## Excerpted text
From little girls who fought for the right to play “boy” sports to massive civil rights marches, Americans have a proud history of speaking out against opinions and laws that exclude or hurt members of our society. Demonstrating for change or protesting injustice does NOT mean you are against your Country.
“This country, with its institutions, belongs to the people who inhabit it. Whenever they shall grow weary of the existing government, they can exercise their constitutional right of amending it…” Abraham Lincoln
The First Amendment to our Constitution promises that “Congress shall make no law…abridging the freedom of speech, or of the press; or the right of the people peaceably to assemble, and to petition the government for a redress of grievances.” In apparent defiance of those words, the NRA’s video seems to be suggesting gun-owners take aim at demonstrators, meanwhile the current President has attacked the press and incited violence toward his detractors…even posting videos of himself beating up a “member of the press”. When a Republican congressional candidate in Montana body-slammed a reporter into the ground, some of his party members cheered and then they sent him to Congress instead of jail.
We all need to take a deep breath and really consider what it means when our leaders target and undermine the First Amendment. When our rights to peacefully assemble, to a free press, and to freedom of speech are endangered, the whole thing starts to crumble.
“We the people are the rightful masters of both Congress and the courts, not to overthrow the Constitution but to overthrow the men who pervert the Constitution.” Abraham Lincoln
When I have written about standing against the cruel GOP healthcare plan, most of you have been supportive (for which I am grateful). I have also been criticized, though (that was particularly evident when I looked at some of the comments on Senator Tester’s posted video of our chat). People I considered friends have attacked me for being a “worthless liberal” or “pushing my Democratic agenda”.
The truth of the matter is, I am neither Democrat nor Republican…I am a lifelong Independent, and a moderate one at that. My political decisions are not made by party line, but via critical thinking and a little soul searching. Sometimes I swing left, on occasion I lean right but the vast majority of the time, I am somewhere in the middle. I am a defender of private property and a champion of public lands. I am a gun owner that believes in the 2nd Amendment…but I would register a BB gun if I thought it would save the life of ONE child. I respect ethical hunters and prefer game to grocery…but rail against poaching and the cruelty of trapping. I am an ardent supporter of the free press…but don’t believe everything I read (check those facts, baby). You get the idea. I am willing to pay taxes for things that don’t always benefit me, because I believe we are part of a society and it isn’t all about me. I love my country with a passion…but also believe in my right to protest...in OUR right to protest.

## Given material
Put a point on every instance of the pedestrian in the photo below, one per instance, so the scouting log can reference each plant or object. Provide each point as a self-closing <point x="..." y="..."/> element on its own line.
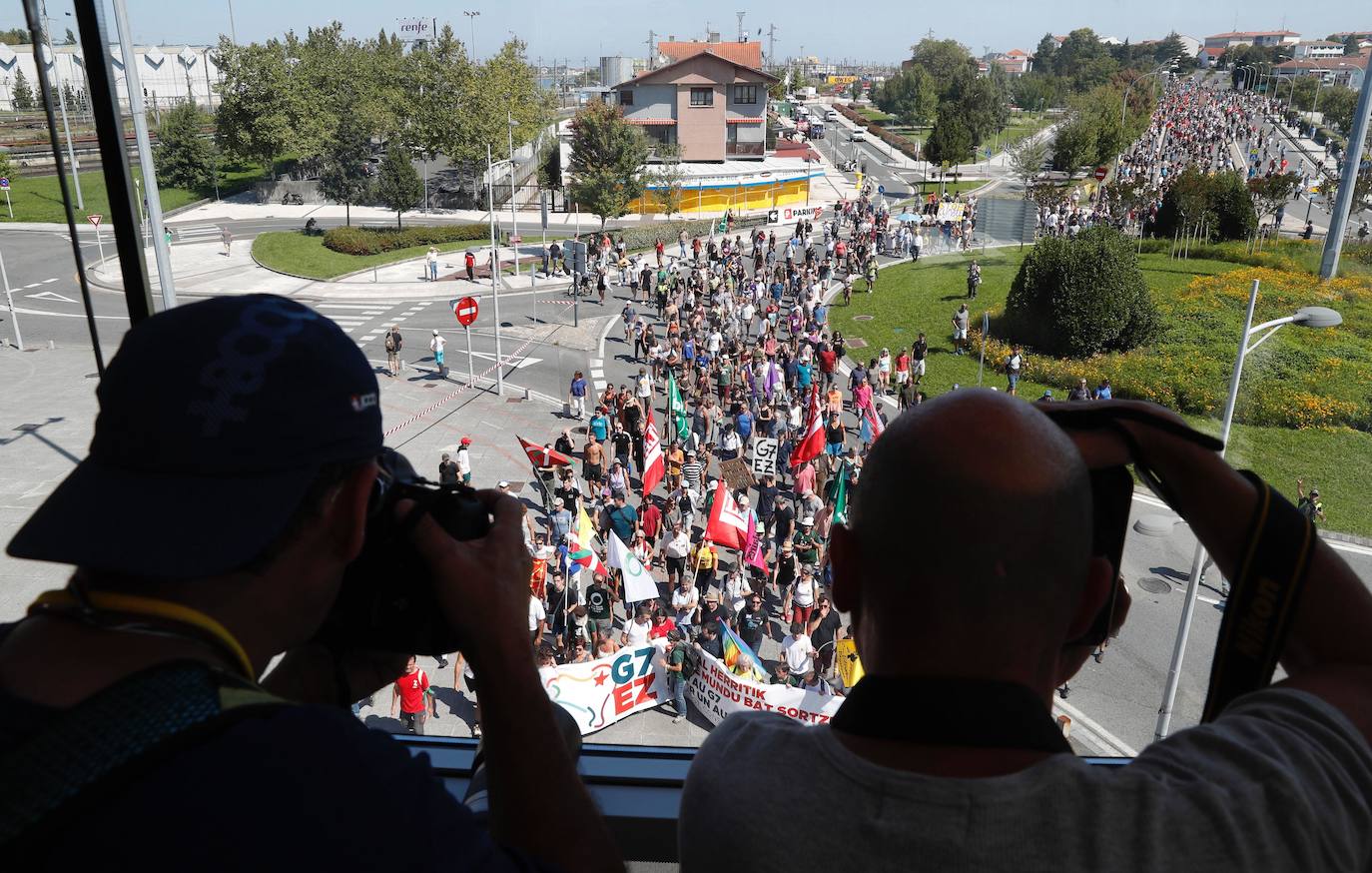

## Exercise tasks
1 > Answer from the essay on protest and free speech:
(a) Which amendment to the Constitution does the essay quote?
(b) In which state did a Republican congressional candidate body-slam a reporter?
(c) How does the writer describe their own political affiliation?
2 > Reproduce the passage of the essay on protest and free speech that begins at the words "From little girls" and stops after "against your Country.".
The data is separate material, apart from the essay.

## Responses to the tasks
1 >
(a) The First Amendment.
(b) Montana.
(c) As a lifelong Independent, and a moderate one.

2 >
From little girls who fought for the right to play “boy” sports to massive civil rights marches, Americans have a proud history of speaking out against opinions and laws that exclude or hurt members of our society. Demonstrating for change or protesting injustice does NOT mean you are against your Country.